◆ WHAT IS NEEDED ◆
Could each entry below be printed again exactly as given?

◆ DATA FOR REVIEW ◆

******

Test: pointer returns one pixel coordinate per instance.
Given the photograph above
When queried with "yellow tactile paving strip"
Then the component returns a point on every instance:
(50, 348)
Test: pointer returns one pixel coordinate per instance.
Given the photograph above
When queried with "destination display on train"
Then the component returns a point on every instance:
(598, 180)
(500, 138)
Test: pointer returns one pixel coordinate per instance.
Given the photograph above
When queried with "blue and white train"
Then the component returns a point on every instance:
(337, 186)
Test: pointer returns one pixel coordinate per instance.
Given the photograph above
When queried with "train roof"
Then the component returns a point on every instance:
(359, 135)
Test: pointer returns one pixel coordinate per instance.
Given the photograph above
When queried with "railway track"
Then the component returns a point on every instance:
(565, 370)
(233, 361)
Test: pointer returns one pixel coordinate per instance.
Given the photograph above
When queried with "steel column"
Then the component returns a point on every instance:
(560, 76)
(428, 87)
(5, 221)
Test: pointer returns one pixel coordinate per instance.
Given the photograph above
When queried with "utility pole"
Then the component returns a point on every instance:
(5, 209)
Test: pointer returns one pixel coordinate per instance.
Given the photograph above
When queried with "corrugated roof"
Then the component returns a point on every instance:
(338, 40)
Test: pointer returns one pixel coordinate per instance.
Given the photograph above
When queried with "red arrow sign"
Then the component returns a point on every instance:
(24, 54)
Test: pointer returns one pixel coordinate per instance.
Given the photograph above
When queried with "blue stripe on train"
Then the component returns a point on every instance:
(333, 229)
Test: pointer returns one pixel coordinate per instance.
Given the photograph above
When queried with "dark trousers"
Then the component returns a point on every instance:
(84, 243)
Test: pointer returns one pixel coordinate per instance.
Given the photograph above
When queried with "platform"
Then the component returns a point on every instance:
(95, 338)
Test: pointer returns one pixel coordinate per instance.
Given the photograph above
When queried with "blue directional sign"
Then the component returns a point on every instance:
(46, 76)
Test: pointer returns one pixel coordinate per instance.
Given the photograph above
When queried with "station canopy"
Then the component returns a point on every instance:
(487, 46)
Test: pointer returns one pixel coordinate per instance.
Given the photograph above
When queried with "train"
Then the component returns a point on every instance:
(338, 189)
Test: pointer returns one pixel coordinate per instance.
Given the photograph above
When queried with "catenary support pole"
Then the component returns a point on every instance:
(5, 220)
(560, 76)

******

◆ TASK RESPONSE ◆
Test: pointer returns one pixel coordinate per instance.
Given the photograph above
When queried with "yellow tactile paving strip"
Then the component returns a point on every instance:
(50, 348)
Test: pointer returns one pixel coordinate per instance.
Given the photograph above
When queried with "destination display on train"
Then the component returns a point on every instance:
(598, 180)
(500, 138)
Test: pointer returns one pixel coordinate per instance.
Given the photograph above
When queried with "blue and white train"
Then the component returns a point on every instance:
(337, 186)
Test: pointer returns one pixel coordinate per instance.
Given the photograph above
When queried with "train roof"
Then the component returns a point on every instance:
(359, 135)
Test: pointer returns one pixel coordinate per instance.
Given the photograph above
When queried with "railway track"
Then the component returns a point on every instance:
(565, 370)
(233, 361)
Test: pointer returns one pixel coordinate per instance.
Given the photograph above
When queried with "steel column"
Then the component returns a point on every instance:
(560, 76)
(428, 87)
(5, 221)
Test: pointer returns one pixel coordinate per instance.
Given the photograph above
When queried with "utility pole"
Then the component returns a point on every instance:
(5, 209)
Test: pointer returns one pixel coordinate per instance.
Given the photograph above
When queried with "corrugated roof"
Then the component returns a point on every instance:
(338, 40)
Test: pointer returns one pixel coordinate per instance.
Given the photograph above
When queried with "red arrow sign"
Then the component returns a point on every instance:
(24, 54)
Test: pointer returns one pixel coordinate per instance.
Given the photograph above
When queried with "blue stripe on train"
Then the component returns a point on every instance:
(333, 229)
Test: pointer returns one pixel coordinate per instance.
Given the photograph above
When queried with "dark trousers"
Then the component returns a point on every instance:
(84, 243)
Test: pointer returns one pixel coordinate per instance.
Given the photograph above
When queried with "platform"
Then the component returns a point on every instance:
(95, 338)
Test: pointer returns one pixel coordinate per instance.
Given the photograph above
When queried with "blue directional sign"
Then the component returns a point on every instance:
(46, 76)
Test: pointer returns one pixel coordinate per instance.
Given the photograph above
When queried with "station canopy"
Then the component returns a point on every instance:
(487, 46)
Test: pointer returns one pixel coordinate per instance.
Given the photograph above
When queried with "train"
Then the component returns a point on every instance:
(338, 189)
Test: pointer returns one pixel coordinate per instance.
Given the photograph above
When queried with "catenary support pole"
Then the component returns a point on every instance:
(5, 220)
(560, 76)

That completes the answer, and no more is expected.